● EXERCISE
Each record below should be repeated precisely as written.

● GIVEN ENTRIES
○ ○ ○
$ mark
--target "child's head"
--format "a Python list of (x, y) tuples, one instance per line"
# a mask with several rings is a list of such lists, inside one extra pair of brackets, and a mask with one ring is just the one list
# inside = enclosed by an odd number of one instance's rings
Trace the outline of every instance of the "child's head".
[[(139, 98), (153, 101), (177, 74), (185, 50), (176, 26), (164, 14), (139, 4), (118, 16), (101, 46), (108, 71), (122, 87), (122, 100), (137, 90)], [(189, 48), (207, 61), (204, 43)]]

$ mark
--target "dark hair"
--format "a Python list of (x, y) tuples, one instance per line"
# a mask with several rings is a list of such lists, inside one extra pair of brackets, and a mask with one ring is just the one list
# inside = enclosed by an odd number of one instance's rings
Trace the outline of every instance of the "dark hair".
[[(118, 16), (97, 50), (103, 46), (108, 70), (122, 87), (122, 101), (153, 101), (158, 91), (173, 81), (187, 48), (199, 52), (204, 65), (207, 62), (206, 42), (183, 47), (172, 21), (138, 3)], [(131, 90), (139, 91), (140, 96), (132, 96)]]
○ ○ ○
● REPLY TO THE TASK
$ mark
--target "child's head"
--format "a Python list of (x, y) tuples, one instance per line"
# a mask with several rings is a list of such lists, inside one extra pair of brackets, and a mask with one ring is just the one list
# inside = enclosed by an odd number of one instance's rings
Trace the outline of every instance of the "child's head".
[[(139, 98), (153, 101), (177, 74), (185, 50), (176, 26), (164, 14), (139, 4), (118, 16), (101, 46), (108, 71), (122, 87), (122, 100), (137, 90)], [(189, 48), (207, 61), (204, 43)]]

$ mark
--target "dark hair"
--format "a Python list of (x, y) tuples, one instance per line"
# a mask with several rings is a list of such lists, inside one extra pair of brackets, and a mask with one ring is just the one list
# inside = enclosed by an odd number of one instance's rings
Trace the outline of every instance of the "dark hair".
[[(118, 16), (97, 50), (103, 46), (108, 70), (122, 87), (122, 101), (153, 101), (158, 91), (173, 81), (187, 48), (199, 52), (204, 65), (207, 62), (206, 42), (183, 47), (172, 21), (138, 3)], [(131, 90), (139, 91), (140, 96), (132, 96)]]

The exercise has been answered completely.